## Alıntı Metin
By Gordon Hayward / Çeviri: Arma Kaynar
Bu yazı ilk kez Gordon Hayward’ın Facebook’taki resmi hesabında 1 Kasım 2017 tarihinde yayınlanmıştır.
O seti daha önce defalarca oynadım.
Utah Jazz’deyken her zaman oynadığımız setlerden biriydi. Neredeyse her maçta Joe Ingles’tan alley-oop pası alırdım. Bu sefer oynadığımızda ise iki ihtimalim vardı. Ya yukarı doğru çıkıp şutu atacaktım ya da back door’dan potaya topsuz koşu atacaktım.
Hatırladığım kadarıyla alley-oop pasını alabilmek için Jae Crowder’a yukarı çıkacakmışım gibi fake attım, Kyrie alley-oop pasını attığında Jae’in bir adım önündeydim. Topu almak için yükseldim, tam o anda ters taraftan LeBron James yardıma geldi. İki kişinin arasında kalmıştım ve üçümüz de topu almaya çalışıyorduk.

## Koleksiyon girdileri
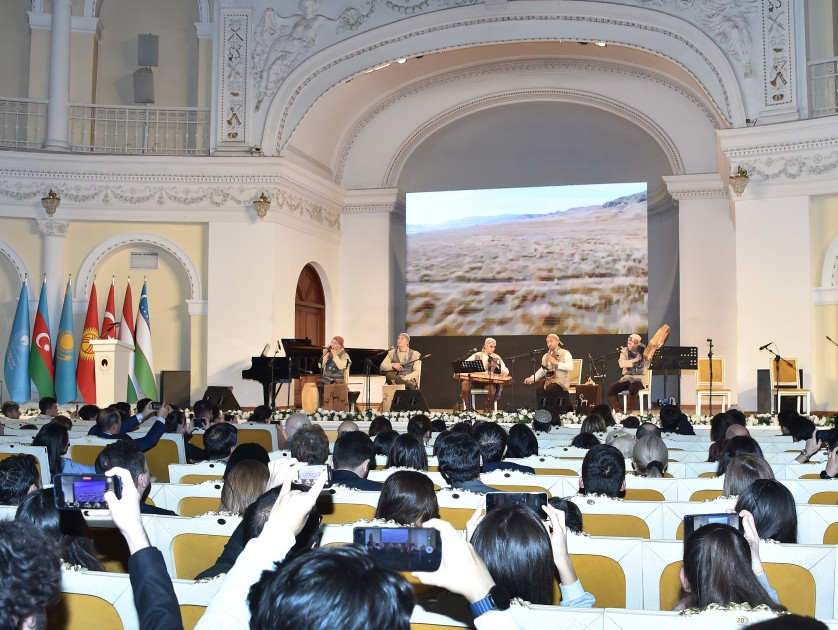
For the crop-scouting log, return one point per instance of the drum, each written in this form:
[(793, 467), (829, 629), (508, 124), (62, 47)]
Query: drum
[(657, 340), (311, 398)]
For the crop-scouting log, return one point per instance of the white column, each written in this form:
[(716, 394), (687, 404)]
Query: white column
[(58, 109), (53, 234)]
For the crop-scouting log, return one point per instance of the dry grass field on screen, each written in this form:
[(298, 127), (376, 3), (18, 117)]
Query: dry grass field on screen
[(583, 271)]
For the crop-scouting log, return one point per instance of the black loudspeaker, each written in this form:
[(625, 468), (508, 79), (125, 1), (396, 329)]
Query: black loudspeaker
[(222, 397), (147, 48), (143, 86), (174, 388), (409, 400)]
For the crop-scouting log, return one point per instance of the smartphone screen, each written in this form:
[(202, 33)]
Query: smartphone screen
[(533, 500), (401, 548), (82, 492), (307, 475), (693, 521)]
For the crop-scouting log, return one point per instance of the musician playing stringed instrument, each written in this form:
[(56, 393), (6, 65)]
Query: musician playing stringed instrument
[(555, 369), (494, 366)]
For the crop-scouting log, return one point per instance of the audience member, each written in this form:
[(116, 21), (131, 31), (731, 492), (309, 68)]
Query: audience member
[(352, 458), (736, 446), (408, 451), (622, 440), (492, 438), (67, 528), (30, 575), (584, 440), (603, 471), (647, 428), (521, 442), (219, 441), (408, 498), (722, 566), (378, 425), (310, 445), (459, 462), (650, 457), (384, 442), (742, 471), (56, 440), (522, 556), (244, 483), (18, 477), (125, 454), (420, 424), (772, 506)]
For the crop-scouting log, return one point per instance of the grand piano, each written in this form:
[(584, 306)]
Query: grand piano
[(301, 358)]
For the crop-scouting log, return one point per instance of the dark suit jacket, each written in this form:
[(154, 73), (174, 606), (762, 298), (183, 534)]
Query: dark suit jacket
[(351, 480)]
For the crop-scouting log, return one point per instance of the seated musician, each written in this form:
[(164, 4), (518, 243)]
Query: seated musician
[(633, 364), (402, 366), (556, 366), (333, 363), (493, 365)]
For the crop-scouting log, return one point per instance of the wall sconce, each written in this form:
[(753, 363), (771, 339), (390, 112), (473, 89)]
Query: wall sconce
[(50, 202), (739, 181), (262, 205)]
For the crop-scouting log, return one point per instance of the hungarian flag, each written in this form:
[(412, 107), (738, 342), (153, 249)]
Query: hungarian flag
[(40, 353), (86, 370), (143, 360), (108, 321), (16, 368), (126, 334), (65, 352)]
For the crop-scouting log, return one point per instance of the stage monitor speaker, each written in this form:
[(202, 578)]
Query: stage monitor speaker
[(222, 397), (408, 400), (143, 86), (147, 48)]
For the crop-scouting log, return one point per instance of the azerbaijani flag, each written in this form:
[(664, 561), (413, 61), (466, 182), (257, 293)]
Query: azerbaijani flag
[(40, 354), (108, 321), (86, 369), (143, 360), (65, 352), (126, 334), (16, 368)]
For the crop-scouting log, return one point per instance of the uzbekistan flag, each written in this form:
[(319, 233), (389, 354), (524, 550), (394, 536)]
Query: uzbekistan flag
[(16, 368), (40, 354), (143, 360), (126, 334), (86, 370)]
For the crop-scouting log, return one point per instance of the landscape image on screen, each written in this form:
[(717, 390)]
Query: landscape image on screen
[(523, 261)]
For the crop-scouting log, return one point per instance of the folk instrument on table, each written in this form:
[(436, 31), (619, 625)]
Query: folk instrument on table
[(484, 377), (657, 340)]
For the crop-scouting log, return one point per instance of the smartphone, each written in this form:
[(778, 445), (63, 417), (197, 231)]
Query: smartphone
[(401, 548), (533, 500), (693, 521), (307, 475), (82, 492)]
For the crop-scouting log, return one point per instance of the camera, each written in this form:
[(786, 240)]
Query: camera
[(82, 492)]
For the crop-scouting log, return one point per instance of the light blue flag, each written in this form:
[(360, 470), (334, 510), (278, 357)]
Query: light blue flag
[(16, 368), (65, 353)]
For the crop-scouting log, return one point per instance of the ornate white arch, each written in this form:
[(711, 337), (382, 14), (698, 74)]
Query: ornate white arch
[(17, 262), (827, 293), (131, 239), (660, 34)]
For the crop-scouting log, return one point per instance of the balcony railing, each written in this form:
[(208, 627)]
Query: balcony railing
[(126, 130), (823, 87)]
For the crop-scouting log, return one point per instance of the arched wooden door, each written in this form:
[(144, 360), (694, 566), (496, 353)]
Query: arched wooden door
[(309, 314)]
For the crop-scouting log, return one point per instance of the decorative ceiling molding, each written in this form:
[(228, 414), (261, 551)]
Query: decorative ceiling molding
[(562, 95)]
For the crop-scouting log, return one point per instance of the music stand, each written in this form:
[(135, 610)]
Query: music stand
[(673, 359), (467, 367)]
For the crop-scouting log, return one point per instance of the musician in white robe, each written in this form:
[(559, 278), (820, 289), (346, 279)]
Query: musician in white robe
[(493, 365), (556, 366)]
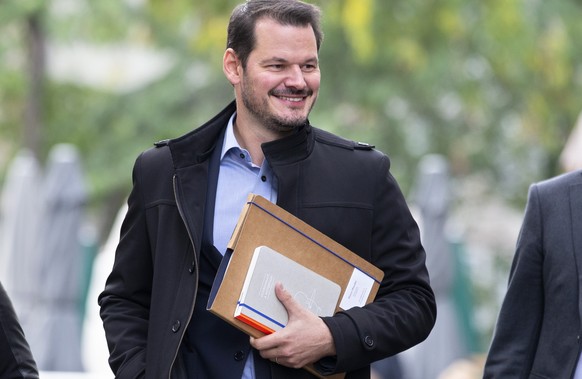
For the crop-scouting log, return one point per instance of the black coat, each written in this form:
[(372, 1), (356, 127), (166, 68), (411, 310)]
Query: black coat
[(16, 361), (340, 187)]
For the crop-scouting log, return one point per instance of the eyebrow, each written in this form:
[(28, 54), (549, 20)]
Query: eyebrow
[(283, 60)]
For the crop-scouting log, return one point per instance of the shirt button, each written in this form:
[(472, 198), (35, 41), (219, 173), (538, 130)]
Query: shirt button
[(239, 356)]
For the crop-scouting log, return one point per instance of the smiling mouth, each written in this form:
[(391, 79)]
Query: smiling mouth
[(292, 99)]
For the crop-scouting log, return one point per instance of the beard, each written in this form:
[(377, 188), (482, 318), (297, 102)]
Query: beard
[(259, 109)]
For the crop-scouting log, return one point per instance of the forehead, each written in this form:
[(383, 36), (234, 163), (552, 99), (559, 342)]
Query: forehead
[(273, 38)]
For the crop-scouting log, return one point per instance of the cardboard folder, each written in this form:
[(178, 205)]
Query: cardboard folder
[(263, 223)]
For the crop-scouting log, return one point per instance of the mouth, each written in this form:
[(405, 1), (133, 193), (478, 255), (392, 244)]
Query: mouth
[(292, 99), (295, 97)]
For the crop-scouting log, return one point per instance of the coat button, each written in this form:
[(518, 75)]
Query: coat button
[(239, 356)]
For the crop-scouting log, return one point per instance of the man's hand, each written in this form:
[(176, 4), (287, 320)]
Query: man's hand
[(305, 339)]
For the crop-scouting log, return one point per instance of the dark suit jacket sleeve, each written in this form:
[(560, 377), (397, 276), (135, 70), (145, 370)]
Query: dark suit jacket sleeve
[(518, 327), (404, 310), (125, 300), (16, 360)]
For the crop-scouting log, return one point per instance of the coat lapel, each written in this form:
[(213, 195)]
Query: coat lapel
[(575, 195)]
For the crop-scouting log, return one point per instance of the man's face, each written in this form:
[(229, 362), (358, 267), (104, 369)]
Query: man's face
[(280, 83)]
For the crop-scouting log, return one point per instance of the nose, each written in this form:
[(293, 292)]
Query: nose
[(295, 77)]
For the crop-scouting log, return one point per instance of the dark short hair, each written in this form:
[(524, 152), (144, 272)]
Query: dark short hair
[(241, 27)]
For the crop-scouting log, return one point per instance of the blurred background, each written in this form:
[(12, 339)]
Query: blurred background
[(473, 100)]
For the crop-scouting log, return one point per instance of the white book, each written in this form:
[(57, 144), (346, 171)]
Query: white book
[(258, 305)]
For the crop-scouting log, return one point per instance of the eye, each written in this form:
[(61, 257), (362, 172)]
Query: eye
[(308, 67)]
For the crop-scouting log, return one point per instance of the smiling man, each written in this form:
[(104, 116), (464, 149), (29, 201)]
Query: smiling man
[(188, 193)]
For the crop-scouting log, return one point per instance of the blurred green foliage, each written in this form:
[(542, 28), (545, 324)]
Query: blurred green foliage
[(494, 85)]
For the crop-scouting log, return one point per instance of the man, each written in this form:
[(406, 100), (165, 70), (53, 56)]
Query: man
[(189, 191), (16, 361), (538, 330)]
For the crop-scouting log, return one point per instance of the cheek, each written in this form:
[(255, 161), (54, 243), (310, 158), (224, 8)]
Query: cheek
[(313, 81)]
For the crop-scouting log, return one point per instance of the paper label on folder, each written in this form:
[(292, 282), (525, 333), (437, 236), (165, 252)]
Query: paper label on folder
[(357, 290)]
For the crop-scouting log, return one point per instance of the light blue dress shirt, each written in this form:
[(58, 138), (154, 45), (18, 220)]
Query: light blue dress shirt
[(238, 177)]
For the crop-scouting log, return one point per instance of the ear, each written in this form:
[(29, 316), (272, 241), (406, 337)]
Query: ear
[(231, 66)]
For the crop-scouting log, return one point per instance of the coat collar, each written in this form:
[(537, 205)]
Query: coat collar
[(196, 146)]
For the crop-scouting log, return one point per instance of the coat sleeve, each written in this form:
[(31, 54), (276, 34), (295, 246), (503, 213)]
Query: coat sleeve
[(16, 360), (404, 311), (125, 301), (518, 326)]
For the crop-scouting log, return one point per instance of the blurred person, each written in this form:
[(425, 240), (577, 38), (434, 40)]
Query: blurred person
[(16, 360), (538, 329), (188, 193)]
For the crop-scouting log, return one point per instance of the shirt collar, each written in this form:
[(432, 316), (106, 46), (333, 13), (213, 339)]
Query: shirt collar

## Yapılacaklar
a) Basketbol yazısında "By Gordon Hayward" ile "topsuz koşu atacaktım." arasındaki bölümü, iki uç da dahil olmak üzere, olduğu gibi yineler misin?
b) Satırlarda "smiling mouth, each" içeren satır ile "[(273, 38)]" içeren satır arasını, ikisi de dahil, "crop-scouting log" yerine "field survey report" koyarak ve gerisini değiştirmeden yalnızca bu kısmı verir misin?
Metin ile satırlar arasında hiçbir bağlantı yoktur.

## Yanıtlar
a)
By Gordon Hayward / Çeviri: Arma Kaynar
Bu yazı ilk kez Gordon Hayward’ın Facebook’taki resmi hesabında 1 Kasım 2017 tarihinde yayınlanmıştır.
O seti daha önce defalarca oynadım.
Utah Jazz’deyken her zaman oynadığımız setlerden biriydi. Neredeyse her maçta Joe Ingles’tan alley-oop pası alırdım. Bu sefer oynadığımızda ise iki ihtimalim vardı. Ya yukarı doğru çıkıp şutu atacaktım ya da back door’dan potaya topsuz koşu atacaktım.

b)
For the field survey report, return one point per instance of the smiling mouth, each written in this form:
[(391, 79)]
Query: smiling mouth
[(292, 99)]
For the field survey report, return one point per instance of the beard, each written in this form:
[(377, 188), (482, 318), (297, 102)]
Query: beard
[(259, 109)]
For the field survey report, return one point per instance of the forehead, each written in this form:
[(383, 36), (234, 163), (552, 99), (559, 342)]
Query: forehead
[(273, 38)]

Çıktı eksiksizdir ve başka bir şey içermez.